Elaborando su queste considerazioni, una delle cose di cui ci siamo accorti è che i leader attuali sono interessati a tutt'altre cose che al buon governo del paese. Più che altro, sono impegnati nell'arraffare quello che possono, finché possono; questa è una necessaria conseguenza della "lobbyzzazione" della società. Nella pratica, ogni proposta di riforma si scontra con il fatto che cambiare qualcosa nella società va necessariamente a impattare sulla capacità di una o più lobby di arraffare la loro parte di bottino. Se la proposta di cambiamento guadagna un certo peso e un certo momento di quantità di moto, la reazione delle lobby danneggiate può essere - e di solito è - estremamente aggressiva. Lo si è visto già a partire dagli anni '70, quando il gruppo di intellettuali chiamato "Il Club di Roma" cercò di "parlare all'orecchio del principe" dicendo già allora le cose che stiamo dicendo noi, ovvero "I Limiti dello Sviluppo". Sapete tutti come è andata a finire, con messaggio e messaggeri ridicolizzati, marginalizzati e demonizzati. E' già tanto che la nostra società è un po' meno violenta di quella medievale, altrimenti li avrebbero messi al rogo fisicamente.

_ _ _

> [DA SVOLGERE]
1. Indica se ciascuna affermazione concorda con il brano sulle lobby: (a) il Club di Roma si era già espresso negli anni '70; (b) le lobby danneggiate reagiscono di solito con moderazione; (c) la società attuale è più violenta di quella medievale. Per ognuna rispondi sì o no e cita le parole decisive del brano.
2. Nel brano sulle lobby, con quale formula vengono riassunte le cose che il Club di Roma diceva già allora?
3. Prosegui il brano sulle lobby e sul Club di Roma a partire dalla sua ultima frase.
Le righe successive sono materiale a sé, distinto dal brano.

> [DATI ESTRATTI]
_ _ _

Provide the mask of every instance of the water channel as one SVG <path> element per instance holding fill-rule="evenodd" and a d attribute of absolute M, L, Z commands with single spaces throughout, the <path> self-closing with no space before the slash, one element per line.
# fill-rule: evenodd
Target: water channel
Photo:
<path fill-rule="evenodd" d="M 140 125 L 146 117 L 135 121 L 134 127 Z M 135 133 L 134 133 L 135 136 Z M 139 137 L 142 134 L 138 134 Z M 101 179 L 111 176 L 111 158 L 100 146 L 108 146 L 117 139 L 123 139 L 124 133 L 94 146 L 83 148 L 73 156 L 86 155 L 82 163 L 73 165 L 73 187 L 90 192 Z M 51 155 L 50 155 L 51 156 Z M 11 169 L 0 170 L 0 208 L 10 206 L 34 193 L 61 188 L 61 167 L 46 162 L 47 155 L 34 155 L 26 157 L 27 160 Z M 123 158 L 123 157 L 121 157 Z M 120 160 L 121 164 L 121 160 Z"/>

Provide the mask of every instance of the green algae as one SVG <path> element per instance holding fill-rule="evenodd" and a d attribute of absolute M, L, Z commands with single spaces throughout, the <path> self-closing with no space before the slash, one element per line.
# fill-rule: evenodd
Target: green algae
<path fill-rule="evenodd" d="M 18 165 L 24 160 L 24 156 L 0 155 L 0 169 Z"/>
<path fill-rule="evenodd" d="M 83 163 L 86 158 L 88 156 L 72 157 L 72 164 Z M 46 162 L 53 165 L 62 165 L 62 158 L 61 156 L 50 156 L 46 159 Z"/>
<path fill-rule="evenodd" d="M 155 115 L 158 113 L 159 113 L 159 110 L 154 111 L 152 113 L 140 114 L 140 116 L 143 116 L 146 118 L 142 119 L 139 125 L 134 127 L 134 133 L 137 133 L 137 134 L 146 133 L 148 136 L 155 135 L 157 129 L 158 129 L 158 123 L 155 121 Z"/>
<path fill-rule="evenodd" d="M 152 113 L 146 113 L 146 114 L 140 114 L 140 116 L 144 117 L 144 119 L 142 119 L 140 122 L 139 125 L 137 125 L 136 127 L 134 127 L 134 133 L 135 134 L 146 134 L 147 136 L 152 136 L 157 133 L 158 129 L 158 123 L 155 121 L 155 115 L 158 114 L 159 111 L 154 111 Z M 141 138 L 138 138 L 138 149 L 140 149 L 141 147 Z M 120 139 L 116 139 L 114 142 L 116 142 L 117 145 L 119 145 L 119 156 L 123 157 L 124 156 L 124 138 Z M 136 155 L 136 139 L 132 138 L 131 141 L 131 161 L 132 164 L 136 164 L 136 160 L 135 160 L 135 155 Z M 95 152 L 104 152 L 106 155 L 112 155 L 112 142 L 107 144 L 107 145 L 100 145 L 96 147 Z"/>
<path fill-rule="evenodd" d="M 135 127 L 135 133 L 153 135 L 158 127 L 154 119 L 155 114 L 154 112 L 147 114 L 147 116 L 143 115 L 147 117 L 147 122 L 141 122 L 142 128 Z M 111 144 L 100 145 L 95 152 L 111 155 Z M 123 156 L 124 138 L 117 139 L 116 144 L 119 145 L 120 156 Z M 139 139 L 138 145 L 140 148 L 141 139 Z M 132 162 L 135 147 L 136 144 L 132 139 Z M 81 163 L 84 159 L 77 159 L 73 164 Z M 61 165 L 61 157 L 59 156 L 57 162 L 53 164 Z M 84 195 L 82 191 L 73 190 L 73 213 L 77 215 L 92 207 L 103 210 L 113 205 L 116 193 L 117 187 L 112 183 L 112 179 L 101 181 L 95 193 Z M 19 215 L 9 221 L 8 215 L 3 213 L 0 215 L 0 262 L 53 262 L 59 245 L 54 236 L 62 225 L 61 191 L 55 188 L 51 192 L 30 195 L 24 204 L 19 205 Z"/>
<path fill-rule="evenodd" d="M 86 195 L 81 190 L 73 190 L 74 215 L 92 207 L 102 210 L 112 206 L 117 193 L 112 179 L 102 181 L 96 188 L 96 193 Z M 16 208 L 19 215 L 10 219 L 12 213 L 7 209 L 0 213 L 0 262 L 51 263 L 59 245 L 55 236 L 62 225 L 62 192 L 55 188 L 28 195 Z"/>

_ _ _

> [I RISULTATI]
1.
(a) Sì: «Lo si è visto già a partire dagli anni '70, quando il gruppo di intellettuali chiamato "Il Club di Roma" cercò di "parlare all'orecchio del principe"».
(b) No: «la reazione delle lobby danneggiate può essere - e di solito è - estremamente aggressiva».
(c) No: «la nostra società è un po' meno violenta di quella medievale».

2. "I Limiti dello Sviluppo".

3.
La stessa violenta reazione da parte delle lobby minacciate l'abbiamo vista recentemente per il caso del messaggio lanciato dai climatologi. Qui, la demonizzazione è stata anche più violenta che nel caso dei "Limiti dello Sviluppo" con minacce di morte sparate un po' a tutti quelli che hanno sostenuto certe cose; minacce che, per fortuna, per ora non si sono concretizzate. Il messaggio di ASPO, finora non ha ricevuto questo tipo di demonizzazione/ridicolizzazione. Credo che sia più che altro perché, per ora, non abbiamo dato così tanto fastidio come i climatologi e - al loro tempo - il Club di Roma. Alcune avvisaglie però le abbiamo avute; con attacchi abbastanza violenti (verbalmente) da parte di qualche esagitato. Al momento in cui dovessimo trovarci ad avere una visibilità e un impatto ben superiore all'attuale, dobbiamo aspettarci un trattamento simile e non sarebbe una cosa piacevole.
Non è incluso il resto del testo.